*Text section*:

● ● ● ●

Matthew 21.33-42: Jesus tells the parable of the wicked tenants against the chief priests and Pharisees (but not only against them).
Contained in our Philippians reading (2.1-13) was an early Christian hymn (verses 5-11). Whether it was Paul’s own composition or whether he instead incorporated verses that already existed has been debated, but in any case it is one of the cardinal passages in the New Testament. It begins, “Have this mind in you that was in Christ Jesus… “ and goes on to relate how, despite his participation in the Godhead he emptied himself, becoming obedient even to death on a cross. But for this very reason God exalted him, giving him a name above every other name. Three moments are to be seen in this: original divine status, acceptance of utter human humiliation in death on a cross, and resulting divine exaltation. This is the pattern of obedience that Paul holds up for the Philippians, now specifically with regard to their relations with each other.
We were not unappreciative of the hymn and of the passage as a whole. But to be understood fully it needs to be seen against the background of Paul’s personal commitment to the Philippians as set out in chapter 1. There he notes that he is writing from prison, likely in Rome. For Acts tells us that he ended there, and in the letter he speaks of the Praetorian Guard, which was the Emperor’s own. Further, although not explicitly, he indicates that he does not expect to see the Philippians again. There are signs also of his sense that his earthly life is drawing to a close. And these circumstances impel him to speak of his deepest feelings for the Philippians, of his longing to see them and of his confidence that they return his affection. Thus he speaks in verse 1 of their mutual bonds encouragement in Christ, incentive of love, participation in the Spirit, affection and sympathy. Ordinarily we think of Paul as the zealous missionary, as the daring articulator pf the theological implications of Jesus’ death and resurrection in all their profundity. But here we see his emotional warmth as well.

● ● ● ●

*Exercise data*:
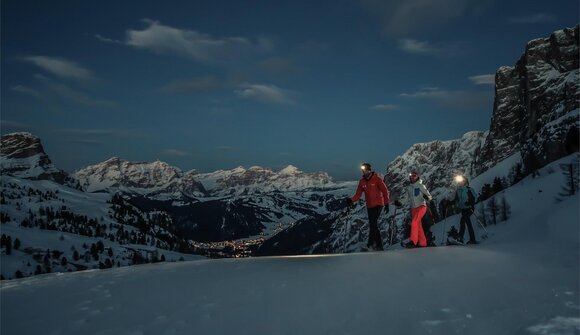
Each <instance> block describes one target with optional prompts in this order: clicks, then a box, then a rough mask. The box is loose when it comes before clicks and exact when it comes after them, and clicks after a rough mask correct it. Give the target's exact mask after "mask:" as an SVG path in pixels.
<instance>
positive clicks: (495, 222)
mask: <svg viewBox="0 0 580 335" xmlns="http://www.w3.org/2000/svg"><path fill="white" fill-rule="evenodd" d="M487 211H488V212H489V214H490V216H491V222H492V223H493V224H494V225H495V224H497V217H498V215H499V206H498V203H497V200H496V199H495V197H493V198H491V199H489V201H488V202H487Z"/></svg>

● ● ● ●

*Exercise instructions*:
1 > Reproduce the Philippians text word for word, starting at "Contained in our" and ending at "with each other.".
2 > According to the Philippians text, which verses of the reading contain the early Christian hymn?
The material isn't needed here.

*Answers*:
1 >
Contained in our Philippians reading (2.1-13) was an early Christian hymn (verses 5-11). Whether it was Paul’s own composition or whether he instead incorporated verses that already existed has been debated, but in any case it is one of the cardinal passages in the New Testament. It begins, “Have this mind in you that was in Christ Jesus… “ and goes on to relate how, despite his participation in the Godhead he emptied himself, becoming obedient even to death on a cross. But for this very reason God exalted him, giving him a name above every other name. Three moments are to be seen in this: original divine status, acceptance of utter human humiliation in death on a cross, and resulting divine exaltation. This is the pattern of obedience that Paul holds up for the Philippians, now specifically with regard to their relations with each other.

2 > Verses 5-11.